A better question is:
Special for which system and which rule?
For example:
- A password field may call
!,@,#, and$special characters. - A regular expression treats characters such as
.,*,+,?, and brackets as metacharacters with special functions. - HTML source gives
<,>, and&structural meaning, so they may need character references in some contexts. - A filename rule may prohibit characters that are valid in ordinary prose.
- A database may allow a character but require escaping in a query language.
Therefore, “special” describes how a system interprets a character, not a permanent Unicode category assigned to it.
Examples of Special Characters
| Group | Examples | Typical purpose |
|---|---|---|
| Punctuation | ! ? , . : ; ' " | Sentence structure and quotation |
| Brackets | ( ) [ ] { } < > | Grouping, markup, math, programming |
| Currency signs | $ € £ ¥ ₹ ₩ | Monetary values |
| Math operators | + − × ÷ = ≠ ≤ ≥ | Equations and comparisons |
| Technical and legal signs | © ® ™ § ¶ | Notices, references, document structure |
| Arrows | ← ↑ → ↓ ↔ | Direction, navigation, mappings |
| Accented letters | á é ñ ü ç | Normal letters in many languages |
| Emoji and pictographs | ✓ ★ ♥ ☀ | Marks, decoration, status, expression |
| Whitespace and invisible controls | space, non-breaking space, zero-width characters | Separation, joining, or text behavior |
You can explore copyable examples in the special text symbols collection. Remember that being visually unusual does not make two characters interchangeable: a hyphen, minus sign, en dash, and em dash have different identities and uses.

Tasks and exercises -
a - Change "database" to "spreadsheet" in the part of the special-characters text that opens with the words containing "- A database" and closes with "assigned to it.", and write out that part.
b - Name every character that the special-characters text says has a different identity and use despite looking similar.
Answer each of these using only the special-characters text.

Supplied material -
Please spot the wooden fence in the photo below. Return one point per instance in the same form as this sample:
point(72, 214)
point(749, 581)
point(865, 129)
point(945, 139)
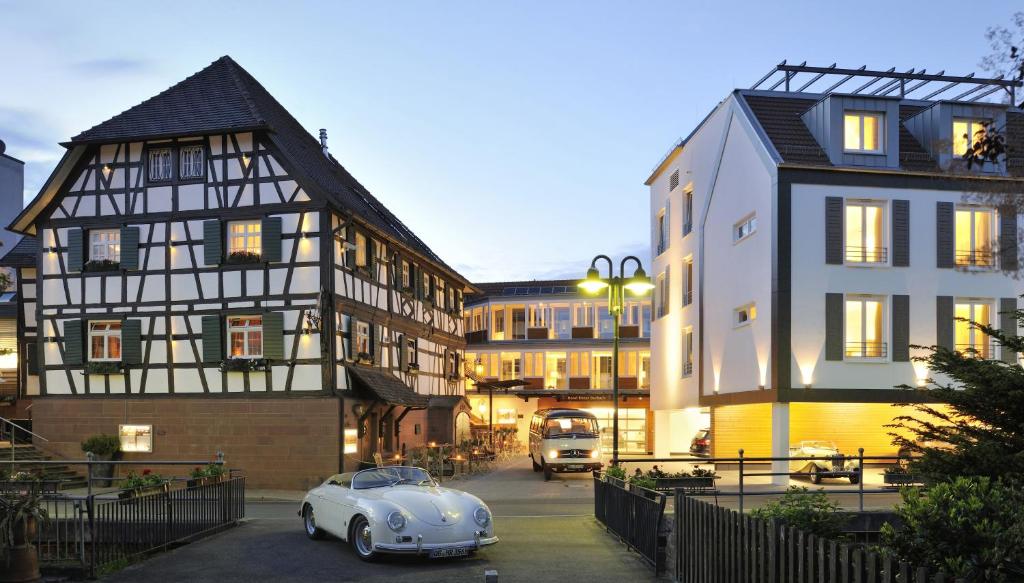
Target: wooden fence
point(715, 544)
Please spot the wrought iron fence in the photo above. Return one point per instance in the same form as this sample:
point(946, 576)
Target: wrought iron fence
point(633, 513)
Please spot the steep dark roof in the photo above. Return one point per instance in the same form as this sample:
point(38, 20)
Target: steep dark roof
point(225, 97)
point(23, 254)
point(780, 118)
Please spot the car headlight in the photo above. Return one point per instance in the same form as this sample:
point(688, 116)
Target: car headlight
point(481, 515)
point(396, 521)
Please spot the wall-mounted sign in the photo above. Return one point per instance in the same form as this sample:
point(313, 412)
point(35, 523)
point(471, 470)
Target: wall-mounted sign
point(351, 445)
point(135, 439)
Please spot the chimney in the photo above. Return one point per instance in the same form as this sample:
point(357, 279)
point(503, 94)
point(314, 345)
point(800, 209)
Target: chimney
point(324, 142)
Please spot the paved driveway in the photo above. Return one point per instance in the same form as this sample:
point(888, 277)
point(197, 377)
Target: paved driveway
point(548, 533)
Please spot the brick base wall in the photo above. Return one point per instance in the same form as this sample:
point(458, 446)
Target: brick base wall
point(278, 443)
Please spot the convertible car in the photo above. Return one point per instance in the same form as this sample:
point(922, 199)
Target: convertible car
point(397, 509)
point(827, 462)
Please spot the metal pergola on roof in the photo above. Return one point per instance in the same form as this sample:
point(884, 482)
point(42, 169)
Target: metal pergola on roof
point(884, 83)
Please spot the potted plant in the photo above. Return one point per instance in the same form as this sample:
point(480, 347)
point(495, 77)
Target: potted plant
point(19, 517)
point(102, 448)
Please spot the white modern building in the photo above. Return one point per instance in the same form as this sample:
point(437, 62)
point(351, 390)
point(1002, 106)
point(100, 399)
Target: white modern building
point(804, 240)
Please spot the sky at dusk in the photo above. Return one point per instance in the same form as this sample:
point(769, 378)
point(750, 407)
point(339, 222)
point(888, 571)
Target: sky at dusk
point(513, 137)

==

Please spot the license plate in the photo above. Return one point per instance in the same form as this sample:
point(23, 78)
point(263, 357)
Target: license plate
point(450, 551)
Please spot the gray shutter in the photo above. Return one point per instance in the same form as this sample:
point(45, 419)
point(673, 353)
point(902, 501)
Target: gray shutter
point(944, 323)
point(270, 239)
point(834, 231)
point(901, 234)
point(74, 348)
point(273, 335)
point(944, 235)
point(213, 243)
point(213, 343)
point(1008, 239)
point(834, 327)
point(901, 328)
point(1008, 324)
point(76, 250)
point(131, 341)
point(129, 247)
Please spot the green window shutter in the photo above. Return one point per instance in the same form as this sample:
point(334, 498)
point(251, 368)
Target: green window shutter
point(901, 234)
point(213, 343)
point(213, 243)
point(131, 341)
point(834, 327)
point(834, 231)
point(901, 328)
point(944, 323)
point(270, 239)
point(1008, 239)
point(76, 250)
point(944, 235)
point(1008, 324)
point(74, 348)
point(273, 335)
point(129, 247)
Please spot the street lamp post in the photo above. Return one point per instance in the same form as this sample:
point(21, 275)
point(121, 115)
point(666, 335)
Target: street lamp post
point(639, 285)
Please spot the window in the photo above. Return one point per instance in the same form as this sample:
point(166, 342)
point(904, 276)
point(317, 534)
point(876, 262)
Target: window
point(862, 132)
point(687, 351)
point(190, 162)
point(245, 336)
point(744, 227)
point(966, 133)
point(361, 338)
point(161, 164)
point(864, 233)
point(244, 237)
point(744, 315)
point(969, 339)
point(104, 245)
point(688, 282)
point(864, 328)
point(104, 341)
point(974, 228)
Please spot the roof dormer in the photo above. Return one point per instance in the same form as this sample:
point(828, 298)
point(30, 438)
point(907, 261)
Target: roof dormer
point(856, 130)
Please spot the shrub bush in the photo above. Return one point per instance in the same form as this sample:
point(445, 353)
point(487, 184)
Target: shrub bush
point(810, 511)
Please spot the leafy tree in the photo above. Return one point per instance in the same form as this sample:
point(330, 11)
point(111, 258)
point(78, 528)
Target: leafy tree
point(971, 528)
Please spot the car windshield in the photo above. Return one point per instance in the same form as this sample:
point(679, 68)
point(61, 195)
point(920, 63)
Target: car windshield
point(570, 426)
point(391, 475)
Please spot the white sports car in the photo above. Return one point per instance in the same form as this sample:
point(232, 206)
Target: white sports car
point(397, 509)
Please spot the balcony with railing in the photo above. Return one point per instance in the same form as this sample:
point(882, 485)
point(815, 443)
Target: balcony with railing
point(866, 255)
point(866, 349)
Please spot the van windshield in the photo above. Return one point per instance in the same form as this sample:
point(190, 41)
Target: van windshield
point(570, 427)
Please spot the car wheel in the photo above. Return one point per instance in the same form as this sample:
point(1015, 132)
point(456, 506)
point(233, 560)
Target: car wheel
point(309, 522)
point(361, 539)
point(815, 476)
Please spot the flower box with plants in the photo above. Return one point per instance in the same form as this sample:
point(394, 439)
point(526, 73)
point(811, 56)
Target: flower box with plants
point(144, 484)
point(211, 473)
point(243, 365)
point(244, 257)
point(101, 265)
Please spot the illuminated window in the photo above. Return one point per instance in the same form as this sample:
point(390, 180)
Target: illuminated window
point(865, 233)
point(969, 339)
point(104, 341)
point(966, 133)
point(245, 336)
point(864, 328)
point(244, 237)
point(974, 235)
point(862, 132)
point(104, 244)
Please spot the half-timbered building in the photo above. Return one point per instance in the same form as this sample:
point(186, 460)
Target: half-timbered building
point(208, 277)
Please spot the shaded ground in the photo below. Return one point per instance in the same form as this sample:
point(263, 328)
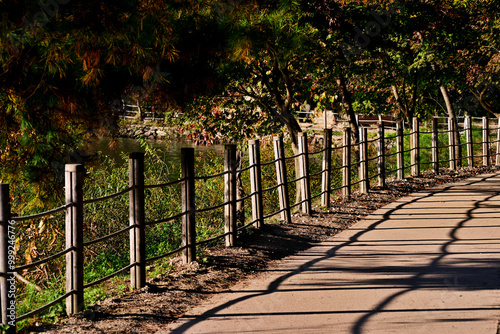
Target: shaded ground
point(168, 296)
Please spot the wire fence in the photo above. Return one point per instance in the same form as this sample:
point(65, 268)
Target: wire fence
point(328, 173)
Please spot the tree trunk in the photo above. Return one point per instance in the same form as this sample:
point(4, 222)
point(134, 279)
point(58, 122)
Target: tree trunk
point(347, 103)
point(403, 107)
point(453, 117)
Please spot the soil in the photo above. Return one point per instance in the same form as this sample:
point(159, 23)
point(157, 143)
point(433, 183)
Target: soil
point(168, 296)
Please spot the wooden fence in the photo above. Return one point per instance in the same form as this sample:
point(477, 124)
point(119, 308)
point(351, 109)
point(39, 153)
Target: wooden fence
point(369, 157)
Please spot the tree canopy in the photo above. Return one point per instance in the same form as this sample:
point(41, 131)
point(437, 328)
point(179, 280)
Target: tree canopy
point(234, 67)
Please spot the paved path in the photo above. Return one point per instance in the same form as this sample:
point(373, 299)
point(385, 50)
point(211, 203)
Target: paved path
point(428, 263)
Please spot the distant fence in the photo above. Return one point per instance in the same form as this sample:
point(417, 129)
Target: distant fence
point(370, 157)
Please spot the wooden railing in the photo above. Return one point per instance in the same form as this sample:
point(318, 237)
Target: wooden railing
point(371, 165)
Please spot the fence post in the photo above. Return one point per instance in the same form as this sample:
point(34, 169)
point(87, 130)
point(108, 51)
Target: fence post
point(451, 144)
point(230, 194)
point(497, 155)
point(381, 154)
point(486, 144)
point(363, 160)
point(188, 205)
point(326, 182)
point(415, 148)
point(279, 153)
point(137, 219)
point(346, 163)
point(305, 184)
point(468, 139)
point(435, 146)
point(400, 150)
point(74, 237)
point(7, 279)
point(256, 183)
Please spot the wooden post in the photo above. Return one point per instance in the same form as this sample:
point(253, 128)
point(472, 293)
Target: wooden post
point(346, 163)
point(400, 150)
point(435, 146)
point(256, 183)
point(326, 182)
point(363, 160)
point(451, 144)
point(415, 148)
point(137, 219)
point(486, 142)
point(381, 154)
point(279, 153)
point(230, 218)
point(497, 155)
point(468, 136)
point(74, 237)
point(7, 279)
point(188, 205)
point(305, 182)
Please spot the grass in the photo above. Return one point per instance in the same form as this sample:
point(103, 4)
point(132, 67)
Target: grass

Completed exercise -
a -
- A spreadsheet may allow a character but require escaping in a query language.
Therefore, “special” describes how a system interprets a character, not a permanent Unicode category assigned to it.

b - hyphen, minus sign, en dash, em dash